Print the records below exactly as they appear.

>>>>>

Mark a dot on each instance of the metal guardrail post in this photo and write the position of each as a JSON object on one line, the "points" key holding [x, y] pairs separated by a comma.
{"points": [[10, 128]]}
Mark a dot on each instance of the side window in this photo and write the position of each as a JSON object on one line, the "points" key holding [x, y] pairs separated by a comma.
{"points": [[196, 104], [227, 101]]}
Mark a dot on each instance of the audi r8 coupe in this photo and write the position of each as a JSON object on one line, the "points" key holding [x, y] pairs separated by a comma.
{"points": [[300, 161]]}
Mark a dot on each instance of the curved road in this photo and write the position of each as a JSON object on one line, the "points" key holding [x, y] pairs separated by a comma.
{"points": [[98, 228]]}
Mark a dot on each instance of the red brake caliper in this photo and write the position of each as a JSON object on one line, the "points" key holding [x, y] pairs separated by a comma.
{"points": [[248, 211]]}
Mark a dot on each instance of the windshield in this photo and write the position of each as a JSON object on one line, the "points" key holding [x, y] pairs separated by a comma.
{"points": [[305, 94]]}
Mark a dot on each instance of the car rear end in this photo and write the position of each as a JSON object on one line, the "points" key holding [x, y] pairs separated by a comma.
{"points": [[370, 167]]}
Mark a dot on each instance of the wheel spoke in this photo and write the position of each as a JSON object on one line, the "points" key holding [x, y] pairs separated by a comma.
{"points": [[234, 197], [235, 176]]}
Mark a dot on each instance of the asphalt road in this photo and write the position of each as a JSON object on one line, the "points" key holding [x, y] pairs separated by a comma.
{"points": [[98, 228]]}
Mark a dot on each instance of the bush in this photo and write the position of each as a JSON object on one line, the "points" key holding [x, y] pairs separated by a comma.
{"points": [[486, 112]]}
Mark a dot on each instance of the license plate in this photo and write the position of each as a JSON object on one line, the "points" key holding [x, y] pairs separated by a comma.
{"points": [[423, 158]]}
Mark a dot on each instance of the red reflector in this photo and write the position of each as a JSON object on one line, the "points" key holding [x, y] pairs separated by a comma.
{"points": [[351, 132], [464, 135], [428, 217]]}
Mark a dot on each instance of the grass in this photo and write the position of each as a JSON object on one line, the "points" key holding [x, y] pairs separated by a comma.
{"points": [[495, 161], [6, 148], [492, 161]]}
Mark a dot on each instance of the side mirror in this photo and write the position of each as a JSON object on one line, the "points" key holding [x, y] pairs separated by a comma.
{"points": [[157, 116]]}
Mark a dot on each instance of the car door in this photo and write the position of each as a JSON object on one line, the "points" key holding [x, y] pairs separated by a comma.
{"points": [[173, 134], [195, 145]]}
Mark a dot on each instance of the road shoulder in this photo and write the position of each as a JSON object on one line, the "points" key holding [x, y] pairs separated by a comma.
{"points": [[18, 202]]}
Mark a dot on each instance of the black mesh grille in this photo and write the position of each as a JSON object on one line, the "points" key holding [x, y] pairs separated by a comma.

<<<<<

#### SOLUTION TO THE PROBLEM
Mark a dot on each instance of the metal guardrail post in this photo and write the position of each as a JSON object on one line, the "points" key holding [x, y] pairs separated by a comma.
{"points": [[10, 128]]}
Mark a dot on each instance of the side window in this photo and write the position of each as a JSON object on one line, the "points" key holding [x, y] pairs separated by a comma.
{"points": [[196, 104], [227, 101]]}
Mark a dot on each instance of the audi r8 coupe in this photo and write the position of each as a JSON object on one line, the "points" key holding [x, y] pairs separated by a comma.
{"points": [[300, 161]]}
Mark a dot on each instance of the curved road in this photo and write the position of each as a JSON object on one line, the "points" key holding [x, y] pairs separated by a comma.
{"points": [[98, 228]]}
Mark a dot on each instance of the red brake caliper in this photo and write the position of each as a JSON object on one line, the "points" key holding [x, y] pairs separated by a comma.
{"points": [[248, 211]]}
Mark a dot on each instance of the windshield in this photo and write the position of each as a JSON object on one line, the "points" key holding [x, y] pairs separated by a comma.
{"points": [[305, 94]]}
Mark a dot on each instance of the car rear end in this photo and write the position of each as a JSON object on one line, the "points" key holding [x, y] pairs separated by a comma.
{"points": [[370, 167]]}
Mark a dot on each instance of the wheel spoke in this photo and write the position of each as a JSON object on one line, the "points" key holding [x, y] pairs separated by a comma.
{"points": [[234, 197], [235, 176]]}
Mark a dot on each instance of the asphalt road in this photo and write the position of each as a JSON object on one line, the "points" key holding [x, y] pairs separated by a comma.
{"points": [[98, 228]]}
Mark a dot on each instance of the bush in this photo and write the position of each as a JSON object on one line, the "points" key holding [x, y] pairs separated by a comma.
{"points": [[486, 112]]}
Mark a dot on each instance of the license plate in this photo and write the position of each as a JSON object on one line, the "points" key holding [x, y] pairs separated by a comma.
{"points": [[423, 158]]}
Mark a dot on each instance of the red reflector in this photo and write the position of each as a JSON object on one line, the "points" key holding [x, y] pairs separated by a comma.
{"points": [[351, 132], [464, 135], [428, 217]]}
Mark a dot on each instance of the grass in this photo and write the position of each as a JSON object on one line, the "points" key holding [x, y] pairs separated by a comma.
{"points": [[495, 161], [6, 148], [492, 161]]}
Mark a dot on each instance of the side mirror in this photo and write the position of each as a JSON object on one line, the "points" key holding [x, y] pairs separated by a comma.
{"points": [[157, 116]]}
Mark a dot on each instance of the car door in this photo and write the position of each as a JSON object on one line, the "points" key holding [x, y] pairs separated by a comma.
{"points": [[173, 134], [195, 145]]}
Mark a dot on each instance of the road shoulder in this photo and write the position of each as a JSON object on one line, the "points" key holding [x, y] pairs separated by a comma.
{"points": [[18, 202]]}
Mark a dot on each instance of the black mesh grille in this photo and write the position of each as a JSON object on one line, the "points" key holding [x, y] pairs separated by a comma.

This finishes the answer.